### Text shown
########################################

How to spy on phone calls via sensors like accelerometer & gyroscope using new attack technique: EarSpy

Eavesdropping on smartphone users is always a recognized risk, and it should be a serious worry for users of these devices. Eavesdropping on a conversation is easiest for an opponent to do via the use of call recording. On the other hand, mobile phone operating systems are putting limits on the ability of third-party applications to record phone conversations by exploiting microphones prevents the majority of attacks that depend on having access to the microphone.

An eavesdropping assault designed for Android smartphones has been created by a group of researchers. This attack can, to varying degrees, determine the gender and identity of the caller, and it can even decipher private conversation.

The objective of the side-channel attack, which has been given the name EarSpy and is designed to capture motion sensor data readings induced by reverberations from ear speakers in mobile devices, is to investigate new avenues open to eavesdropping.
By using a side-channel attack, attackers may be able to circumvent security measures by gleaning information about speech from motion sensors that have zero-permission access. It is a big privacy risk that people are ignorant of, but academics have been looking into it extensively over the last decade. Researchers have found that motion sensors, keystrokes on touchscreens, stylus pen writing, and the use of external devices all have the potential to be used for eavesdropping. In addition, there have been reports in the past of eavesdropping occurring using light sensors and gyroscopes.

The motion sensors that are incorporated into smartphones are the ones that have the most well-known reputation for being susceptible to eavesdropping. Adversaries employ motion sensors to gather audio (e.g., voice  dialogue), inputs via touch screens, and even interior locales are all examples. Because opponents do not need express authorization to gather raw data from motion sensors, eavesdropping via them is a simple and uncomplicated process.
Eavesdropping attacks that are triggered by vibration generated by phone loudspeakers have been the subject of a substantial amount of research and development. Eavesdropping ear speakers are a built-in internal speaker in a smartphone that may be used to listen to the conversation while the phone is held to the ear. However, very few works have been done on the subject of eavesdropping ear speakers. Because most individuals are unwilling to reveal important communication, particularly in public locations, eavesdropping on the ear speaker is the most viable attack vector that may eavesdrop on phone calls.
Recent research has shown that high-resolution wireless sensors may be used to detect the vibrations that are generated by ear speakers even when they are positioned in close proximity to the victim.

########################################

### Instruction 1
In the EarSpy text, which smartphones is the eavesdropping attack designed for?
### Instruction 2
Reproduce the part of the EarSpy text that opens with the words containing "The objective of" and closes with "sensors and gyroscopes.".

### Given records
########################################

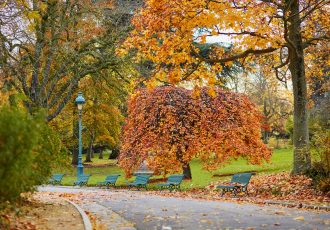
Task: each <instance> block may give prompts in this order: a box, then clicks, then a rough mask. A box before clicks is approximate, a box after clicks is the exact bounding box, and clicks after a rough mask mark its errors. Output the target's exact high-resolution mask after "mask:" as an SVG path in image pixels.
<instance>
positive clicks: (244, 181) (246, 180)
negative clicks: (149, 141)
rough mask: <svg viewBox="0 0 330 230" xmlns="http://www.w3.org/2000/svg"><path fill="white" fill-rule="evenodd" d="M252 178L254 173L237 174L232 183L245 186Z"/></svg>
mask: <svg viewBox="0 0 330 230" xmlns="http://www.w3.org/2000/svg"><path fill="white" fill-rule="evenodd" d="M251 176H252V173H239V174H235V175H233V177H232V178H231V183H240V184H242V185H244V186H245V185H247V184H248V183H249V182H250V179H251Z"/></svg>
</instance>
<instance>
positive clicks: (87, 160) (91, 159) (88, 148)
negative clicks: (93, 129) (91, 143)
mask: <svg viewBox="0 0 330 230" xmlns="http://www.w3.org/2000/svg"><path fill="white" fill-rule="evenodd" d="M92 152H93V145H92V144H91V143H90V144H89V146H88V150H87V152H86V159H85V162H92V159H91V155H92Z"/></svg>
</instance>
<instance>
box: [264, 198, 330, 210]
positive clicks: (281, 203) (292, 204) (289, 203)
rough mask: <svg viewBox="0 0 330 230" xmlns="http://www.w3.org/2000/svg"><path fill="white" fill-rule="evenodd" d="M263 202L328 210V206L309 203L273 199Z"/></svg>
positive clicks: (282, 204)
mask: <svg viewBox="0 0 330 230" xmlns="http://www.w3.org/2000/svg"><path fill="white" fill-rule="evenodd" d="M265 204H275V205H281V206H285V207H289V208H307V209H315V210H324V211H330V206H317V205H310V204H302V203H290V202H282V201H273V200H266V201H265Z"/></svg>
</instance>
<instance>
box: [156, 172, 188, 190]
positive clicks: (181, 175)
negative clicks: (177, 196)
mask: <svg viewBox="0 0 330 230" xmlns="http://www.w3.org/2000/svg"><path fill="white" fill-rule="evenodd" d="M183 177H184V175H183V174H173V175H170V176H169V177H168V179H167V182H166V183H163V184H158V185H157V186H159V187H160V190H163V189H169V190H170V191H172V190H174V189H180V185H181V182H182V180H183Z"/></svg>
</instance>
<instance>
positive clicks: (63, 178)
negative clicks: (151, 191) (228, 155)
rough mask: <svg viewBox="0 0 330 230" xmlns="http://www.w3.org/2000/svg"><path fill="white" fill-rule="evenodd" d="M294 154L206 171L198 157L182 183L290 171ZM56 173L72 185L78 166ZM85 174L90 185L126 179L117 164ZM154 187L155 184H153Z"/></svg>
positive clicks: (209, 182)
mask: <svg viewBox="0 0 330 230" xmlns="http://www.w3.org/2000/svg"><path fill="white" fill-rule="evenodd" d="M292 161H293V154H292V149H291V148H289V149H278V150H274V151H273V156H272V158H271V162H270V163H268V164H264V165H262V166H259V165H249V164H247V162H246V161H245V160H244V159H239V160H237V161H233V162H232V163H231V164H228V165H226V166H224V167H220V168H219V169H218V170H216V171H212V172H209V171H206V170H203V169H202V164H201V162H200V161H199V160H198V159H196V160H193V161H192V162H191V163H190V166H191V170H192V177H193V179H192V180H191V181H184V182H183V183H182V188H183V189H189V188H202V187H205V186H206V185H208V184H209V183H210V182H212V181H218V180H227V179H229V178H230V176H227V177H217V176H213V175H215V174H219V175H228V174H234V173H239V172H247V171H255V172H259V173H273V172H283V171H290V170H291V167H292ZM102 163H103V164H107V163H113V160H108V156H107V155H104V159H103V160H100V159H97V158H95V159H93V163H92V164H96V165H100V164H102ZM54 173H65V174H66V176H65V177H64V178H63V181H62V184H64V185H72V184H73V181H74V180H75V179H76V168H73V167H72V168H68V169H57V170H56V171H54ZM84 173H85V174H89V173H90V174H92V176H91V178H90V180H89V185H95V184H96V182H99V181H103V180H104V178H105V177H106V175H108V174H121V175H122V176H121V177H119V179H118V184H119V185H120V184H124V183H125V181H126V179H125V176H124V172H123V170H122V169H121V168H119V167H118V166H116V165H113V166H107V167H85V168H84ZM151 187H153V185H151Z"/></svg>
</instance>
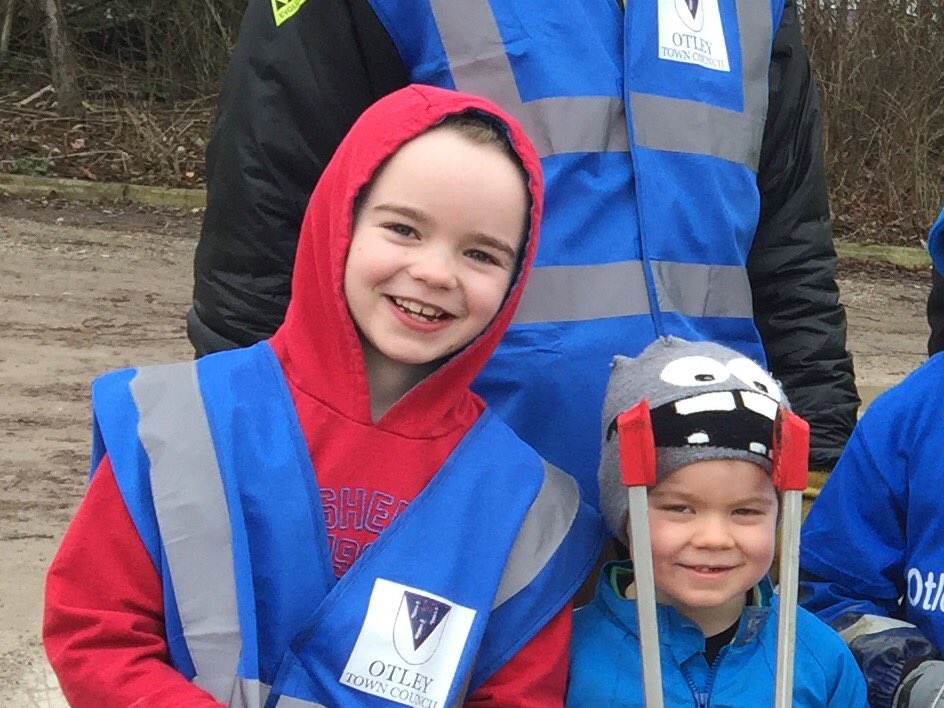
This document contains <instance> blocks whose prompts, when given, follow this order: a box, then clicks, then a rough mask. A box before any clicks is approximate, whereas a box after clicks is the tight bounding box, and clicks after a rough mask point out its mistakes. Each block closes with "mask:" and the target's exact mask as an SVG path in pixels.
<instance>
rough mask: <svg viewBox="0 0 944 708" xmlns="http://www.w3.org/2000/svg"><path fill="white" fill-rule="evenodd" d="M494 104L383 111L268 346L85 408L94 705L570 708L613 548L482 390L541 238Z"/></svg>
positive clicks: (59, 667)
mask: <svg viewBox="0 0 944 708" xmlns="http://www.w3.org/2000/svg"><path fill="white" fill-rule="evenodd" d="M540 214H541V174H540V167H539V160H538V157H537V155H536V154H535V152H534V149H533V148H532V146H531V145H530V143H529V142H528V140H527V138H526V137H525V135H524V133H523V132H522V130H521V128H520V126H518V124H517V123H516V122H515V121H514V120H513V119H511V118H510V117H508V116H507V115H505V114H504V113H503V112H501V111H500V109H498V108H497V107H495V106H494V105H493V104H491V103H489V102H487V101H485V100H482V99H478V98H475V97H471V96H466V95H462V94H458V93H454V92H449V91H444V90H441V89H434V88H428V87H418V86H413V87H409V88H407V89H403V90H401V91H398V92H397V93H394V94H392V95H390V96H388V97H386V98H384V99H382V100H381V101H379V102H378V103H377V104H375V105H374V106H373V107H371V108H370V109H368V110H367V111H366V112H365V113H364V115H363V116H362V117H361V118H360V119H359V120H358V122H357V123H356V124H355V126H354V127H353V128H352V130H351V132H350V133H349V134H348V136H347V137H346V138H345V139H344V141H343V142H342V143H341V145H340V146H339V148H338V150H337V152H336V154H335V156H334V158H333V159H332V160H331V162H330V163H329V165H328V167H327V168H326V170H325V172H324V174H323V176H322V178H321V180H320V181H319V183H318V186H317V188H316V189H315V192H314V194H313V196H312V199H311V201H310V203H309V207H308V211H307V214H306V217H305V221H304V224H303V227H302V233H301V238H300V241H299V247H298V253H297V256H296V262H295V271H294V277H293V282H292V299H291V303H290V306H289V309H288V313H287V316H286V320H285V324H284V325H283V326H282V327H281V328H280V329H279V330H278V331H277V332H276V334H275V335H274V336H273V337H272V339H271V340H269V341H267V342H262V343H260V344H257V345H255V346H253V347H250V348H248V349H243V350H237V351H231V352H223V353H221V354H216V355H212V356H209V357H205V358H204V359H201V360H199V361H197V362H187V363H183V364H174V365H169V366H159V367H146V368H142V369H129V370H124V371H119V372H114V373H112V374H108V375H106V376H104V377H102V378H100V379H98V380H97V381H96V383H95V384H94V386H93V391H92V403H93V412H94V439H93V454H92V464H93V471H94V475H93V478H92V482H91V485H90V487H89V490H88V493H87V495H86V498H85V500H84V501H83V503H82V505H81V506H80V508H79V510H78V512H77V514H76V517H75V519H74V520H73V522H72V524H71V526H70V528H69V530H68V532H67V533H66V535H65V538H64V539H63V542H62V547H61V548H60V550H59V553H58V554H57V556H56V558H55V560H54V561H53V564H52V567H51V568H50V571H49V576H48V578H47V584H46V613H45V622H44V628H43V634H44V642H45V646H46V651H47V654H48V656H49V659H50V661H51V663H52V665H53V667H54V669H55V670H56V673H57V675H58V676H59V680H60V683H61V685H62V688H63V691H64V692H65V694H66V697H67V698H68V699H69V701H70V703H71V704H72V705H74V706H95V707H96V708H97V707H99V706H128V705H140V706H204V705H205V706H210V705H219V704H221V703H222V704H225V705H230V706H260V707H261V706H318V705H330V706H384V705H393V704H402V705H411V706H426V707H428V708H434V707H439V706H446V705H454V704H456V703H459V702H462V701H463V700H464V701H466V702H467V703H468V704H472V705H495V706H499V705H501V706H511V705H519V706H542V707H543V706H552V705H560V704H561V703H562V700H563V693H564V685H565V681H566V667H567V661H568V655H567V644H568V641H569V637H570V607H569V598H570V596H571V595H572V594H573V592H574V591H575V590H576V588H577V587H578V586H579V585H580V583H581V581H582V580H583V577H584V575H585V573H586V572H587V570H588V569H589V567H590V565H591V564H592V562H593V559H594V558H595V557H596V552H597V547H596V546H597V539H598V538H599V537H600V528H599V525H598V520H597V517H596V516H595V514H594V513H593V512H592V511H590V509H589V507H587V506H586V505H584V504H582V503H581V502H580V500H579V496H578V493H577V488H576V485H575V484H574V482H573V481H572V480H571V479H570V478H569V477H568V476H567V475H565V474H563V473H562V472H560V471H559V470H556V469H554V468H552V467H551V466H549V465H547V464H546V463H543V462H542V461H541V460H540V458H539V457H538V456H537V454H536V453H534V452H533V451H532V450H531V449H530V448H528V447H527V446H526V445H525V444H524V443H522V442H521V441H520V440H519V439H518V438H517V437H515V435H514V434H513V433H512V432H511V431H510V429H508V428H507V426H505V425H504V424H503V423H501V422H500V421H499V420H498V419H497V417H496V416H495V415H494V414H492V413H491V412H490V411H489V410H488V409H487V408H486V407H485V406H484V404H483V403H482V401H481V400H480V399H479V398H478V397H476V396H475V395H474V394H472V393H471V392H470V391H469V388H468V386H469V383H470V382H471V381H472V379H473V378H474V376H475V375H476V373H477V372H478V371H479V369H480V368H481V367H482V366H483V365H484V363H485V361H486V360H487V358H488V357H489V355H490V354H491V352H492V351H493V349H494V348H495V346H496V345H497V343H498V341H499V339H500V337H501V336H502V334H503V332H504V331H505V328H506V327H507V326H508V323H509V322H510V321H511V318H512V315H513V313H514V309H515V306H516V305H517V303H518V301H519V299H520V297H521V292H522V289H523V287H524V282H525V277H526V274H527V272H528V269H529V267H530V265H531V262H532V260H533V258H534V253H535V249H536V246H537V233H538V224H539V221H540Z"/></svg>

########################################

### Response box 1
Android smartphones.

### Response box 2
The objective of the side-channel attack, which has been given the name EarSpy and is designed to capture motion sensor data readings induced by reverberations from ear speakers in mobile devices, is to investigate new avenues open to eavesdropping.
By using a side-channel attack, attackers may be able to circumvent security measures by gleaning information about speech from motion sensors that have zero-permission access. It is a big privacy risk that people are ignorant of, but academics have been looking into it extensively over the last decade. Researchers have found that motion sensors, keystrokes on touchscreens, stylus pen writing, and the use of external devices all have the potential to be used for eavesdropping. In addition, there have been reports in the past of eavesdropping occurring using light sensors and gyroscopes.